EXCERPTED RECORDS:
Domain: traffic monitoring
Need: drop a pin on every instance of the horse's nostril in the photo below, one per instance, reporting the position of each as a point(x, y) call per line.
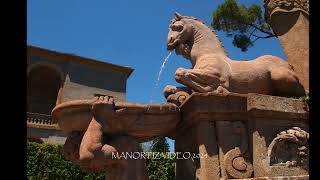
point(170, 39)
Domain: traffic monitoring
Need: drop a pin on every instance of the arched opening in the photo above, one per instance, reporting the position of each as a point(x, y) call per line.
point(44, 82)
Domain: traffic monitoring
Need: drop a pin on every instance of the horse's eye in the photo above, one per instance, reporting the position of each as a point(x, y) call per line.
point(177, 28)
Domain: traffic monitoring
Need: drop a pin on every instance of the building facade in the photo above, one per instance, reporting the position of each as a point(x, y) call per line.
point(54, 77)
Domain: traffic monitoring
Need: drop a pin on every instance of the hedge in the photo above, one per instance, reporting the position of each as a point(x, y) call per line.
point(45, 162)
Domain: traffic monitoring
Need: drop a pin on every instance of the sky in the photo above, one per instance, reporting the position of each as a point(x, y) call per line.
point(130, 33)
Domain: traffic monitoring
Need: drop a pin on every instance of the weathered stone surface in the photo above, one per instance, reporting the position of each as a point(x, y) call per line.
point(234, 151)
point(208, 167)
point(303, 177)
point(289, 20)
point(245, 126)
point(142, 121)
point(213, 71)
point(185, 167)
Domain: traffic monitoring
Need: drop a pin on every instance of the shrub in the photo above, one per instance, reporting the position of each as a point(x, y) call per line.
point(45, 162)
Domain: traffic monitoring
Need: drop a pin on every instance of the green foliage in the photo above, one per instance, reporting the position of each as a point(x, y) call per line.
point(161, 168)
point(241, 22)
point(160, 145)
point(45, 162)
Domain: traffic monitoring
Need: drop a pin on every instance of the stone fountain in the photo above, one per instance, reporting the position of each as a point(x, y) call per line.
point(232, 117)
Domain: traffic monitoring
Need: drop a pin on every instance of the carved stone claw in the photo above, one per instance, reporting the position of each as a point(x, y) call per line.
point(103, 106)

PROBLEM TO SOLVE: Before duplicating the entries above, strip out the pictures and keep the rest exact.

EXERCISE ANSWER:
Domain: traffic monitoring
Need: drop a pin on every instance of the horse's nostril in the photo below, one per instance, reporting the position of each as a point(x, y) call per line.
point(170, 39)
Domain: traffic monitoring
Need: drop a pin on every instance of the arched opening in the photo above, one per instance, reporting the position of each as a point(x, y) call per line.
point(44, 82)
Domain: traffic monitoring
Need: drop a pin on every instance of the horse's eye in the photo above, one per instance, reporting the position of each as a point(x, y) call per line.
point(177, 28)
Domain: traffic monitoring
Need: drop a pin on every instance of the building facade in the photo above, one per instance, reporting the position of each as a point(x, y) call per line.
point(54, 77)
Domain: traffic monitoring
Need: drop a pin on every instance of the hedge in the photo above, one per instance, reporting the position of each as a point(x, y) call per line.
point(45, 162)
Domain: traffic monitoring
Need: drop a pin on every instance of the sky in the photo above, one per instance, reporting the position of each as a point(x, y) call per line.
point(130, 33)
Domain: traffic monitoring
Need: drop a pin on every instance of the weathered stone surface in the photo above, one per instance, reporting the position of each as a point(x, y) call per line.
point(234, 151)
point(208, 167)
point(303, 177)
point(289, 20)
point(245, 126)
point(142, 121)
point(213, 71)
point(185, 167)
Domain: traffic monitoring
Need: drop a pin on every instance of the shrub in the photo above, one per instance, reporting the position of each as a point(x, y) call per line.
point(45, 162)
Domain: traffic monitoring
Need: drop a pin on every instance of the green foliage in the photo above, one per instance, reporting the position of each as a point(x, y) call per line.
point(161, 168)
point(241, 22)
point(160, 145)
point(45, 162)
Domain: traffic monitoring
Need: drop a pin on every instance of the stone fountain in the photo above, one per instance, reporting the position of each as a point(x, y) call per line.
point(232, 117)
Domain: traffic monitoring
Need: drop a pin on every instance of the carved stone claw in the photo above, one per instance, reporting the position of each as a point(x, y) call per line.
point(103, 106)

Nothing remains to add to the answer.